**Instructions for the task**
Please transcribe every record below exactly as written.

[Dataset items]
* * * * *
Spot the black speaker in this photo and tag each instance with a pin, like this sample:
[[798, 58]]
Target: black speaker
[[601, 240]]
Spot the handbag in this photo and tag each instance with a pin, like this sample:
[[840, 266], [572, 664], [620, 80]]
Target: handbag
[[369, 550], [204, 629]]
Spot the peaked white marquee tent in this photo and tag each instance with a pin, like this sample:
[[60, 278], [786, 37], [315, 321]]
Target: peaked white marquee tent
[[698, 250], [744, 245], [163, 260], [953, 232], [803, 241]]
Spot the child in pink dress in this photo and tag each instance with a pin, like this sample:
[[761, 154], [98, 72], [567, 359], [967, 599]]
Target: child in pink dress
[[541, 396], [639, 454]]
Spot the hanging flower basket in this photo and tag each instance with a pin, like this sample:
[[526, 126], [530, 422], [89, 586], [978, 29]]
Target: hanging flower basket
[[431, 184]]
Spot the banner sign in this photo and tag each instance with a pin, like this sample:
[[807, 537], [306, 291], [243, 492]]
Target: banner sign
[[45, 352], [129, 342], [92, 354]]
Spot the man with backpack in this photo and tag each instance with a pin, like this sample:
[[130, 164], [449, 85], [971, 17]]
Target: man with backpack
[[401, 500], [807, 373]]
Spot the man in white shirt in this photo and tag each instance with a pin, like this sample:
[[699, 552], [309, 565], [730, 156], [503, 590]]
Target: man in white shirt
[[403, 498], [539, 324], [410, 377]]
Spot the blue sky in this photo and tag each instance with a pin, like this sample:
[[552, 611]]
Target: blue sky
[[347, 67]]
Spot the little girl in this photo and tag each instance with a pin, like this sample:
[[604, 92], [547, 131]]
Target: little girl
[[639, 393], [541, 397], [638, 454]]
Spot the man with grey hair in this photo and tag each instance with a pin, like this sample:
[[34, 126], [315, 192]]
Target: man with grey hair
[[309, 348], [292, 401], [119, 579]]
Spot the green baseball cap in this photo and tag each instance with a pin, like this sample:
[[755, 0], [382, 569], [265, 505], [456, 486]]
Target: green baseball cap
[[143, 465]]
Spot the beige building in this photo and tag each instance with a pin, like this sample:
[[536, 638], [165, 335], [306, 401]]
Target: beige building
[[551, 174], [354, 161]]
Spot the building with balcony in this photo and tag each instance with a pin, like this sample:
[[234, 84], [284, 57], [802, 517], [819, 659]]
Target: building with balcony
* * * * *
**Result for this task**
Spot the black speaker in this photo and tag each instance with a pin, like this sample:
[[798, 58]]
Target: black speaker
[[601, 240]]
Spot the handbag in this photo and tag each instance with a pin, like this sample:
[[840, 266], [572, 664], [620, 80]]
Target: handbag
[[369, 550], [204, 629]]
Spot the peaked white marquee tent in this photo and tag each instance with a pin, like this sample:
[[60, 278], [786, 37], [315, 321]]
Target: peaked white marquee tent
[[698, 250], [744, 245], [163, 260], [953, 232], [803, 241]]
Spot the child in pink dress in this photo and tag each instance with a pin, like this sample:
[[761, 154], [98, 72], [567, 359], [967, 599]]
Target: child in pink dress
[[541, 396], [639, 454]]
Spot the hanging flower basket in this photo and tag each instance with a pin, like this sample:
[[526, 126], [530, 422], [89, 586], [978, 29]]
Target: hanging flower basket
[[431, 184]]
Spot the banner sign in this photo and tag each instance with a pin, like this sample:
[[807, 537], [306, 291], [243, 492]]
Target: banner sign
[[45, 352], [129, 342], [92, 354]]
Spot the man with backpack in this photo and tag each instance with a pin, like this sample:
[[130, 164], [449, 85], [971, 17]]
Target: man with backpack
[[401, 500], [807, 373]]
Spot the man in white shirt in this photo and tag each instance with a pin, like this sample:
[[699, 552], [309, 565], [730, 156], [503, 590]]
Target: man in white shirt
[[403, 498], [539, 324], [410, 377]]
Spot the blue sky in this photo and tag each instance with a pin, like this sample:
[[552, 611]]
Target: blue sky
[[347, 67]]
Spot the little girl in this photo and tag each instance with a pin, like this sample:
[[604, 92], [547, 131]]
Target: little girl
[[639, 393], [541, 397], [638, 454]]
Spot the man with grey hair in this photo and tag each instance with a pin, like this sample:
[[34, 126], [315, 192]]
Target: man with grey hair
[[309, 348], [292, 401], [119, 579]]
Spot the green baseball cap in this photo and tag each instance with a pin, like this sample:
[[755, 0], [382, 569], [265, 505], [456, 486]]
Target: green baseball cap
[[143, 465]]
Spot the beige building in this photo and tag each instance with a pin, like this sample:
[[536, 638], [165, 335], [306, 401]]
Target: beige building
[[551, 174], [354, 161]]
Spot the building with balcony in this photo and tag each instance with a pin, like this sample:
[[234, 84], [284, 57], [802, 517], [819, 659]]
Target: building with balcony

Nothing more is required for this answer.